**TEXT PROVIDED**
:::
Yet another convenient way to look at the stats emitted by an Envoy sidecar is via the Envoy dashboard:

istioctl dashboard envoy deploy/fortio

In the web ui, click on the "stats" endpoint, and filter by target outbound cluster "web-frontend".

Resolving the errors

To resolve these errors, we can adjust the circuit breaker settings.

Increase the maximum number of concurrent requests to 2 (http2MaxRequests), as shown below:

apiVersion: networking.istio.io/v1alpha3
kind: DestinationRule
metadata:
  name: web-frontend
spec:
  host: web-frontend.default.svc.cluster.local
  trafficPolicy:
    connectionPool:
      http:
        http1MaxPendingRequests: 1
        http2MaxRequests: 2
        maxRequestsPerConnection: 1

Save the above YAML to cb-web-frontend.yaml and apply the changes:

kubectl apply -f cb-web-frontend.yaml

If we re-run Fortio with the same parameters, we'll notice less failures this time:

kubectl exec deploy/fortio -c fortio -- \
  fortio load -c 2 -qps 0 -n 50 -quiet web-frontend
...
Code 200 : 39 (78.0 %)
Code 503 : 11 (22.0 %)
:::
**DATA LINES**
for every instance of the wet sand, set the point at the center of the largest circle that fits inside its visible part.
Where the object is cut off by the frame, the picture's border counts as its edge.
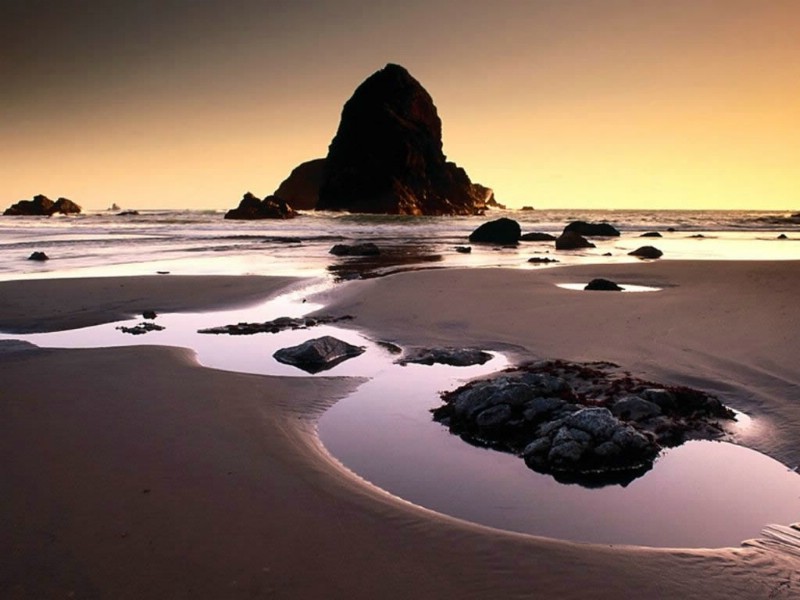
(135, 473)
:::
**WORK TO COMPLETE**
From the Istio circuit breaker text, translate the sentence "To resolve these errors, we can adjust the circuit breaker settings." into Spanish. Rely only on the Istio text when working on this.

**REPLY**
Para resolver estos errores, podemos ajustar la configuración del disyuntor.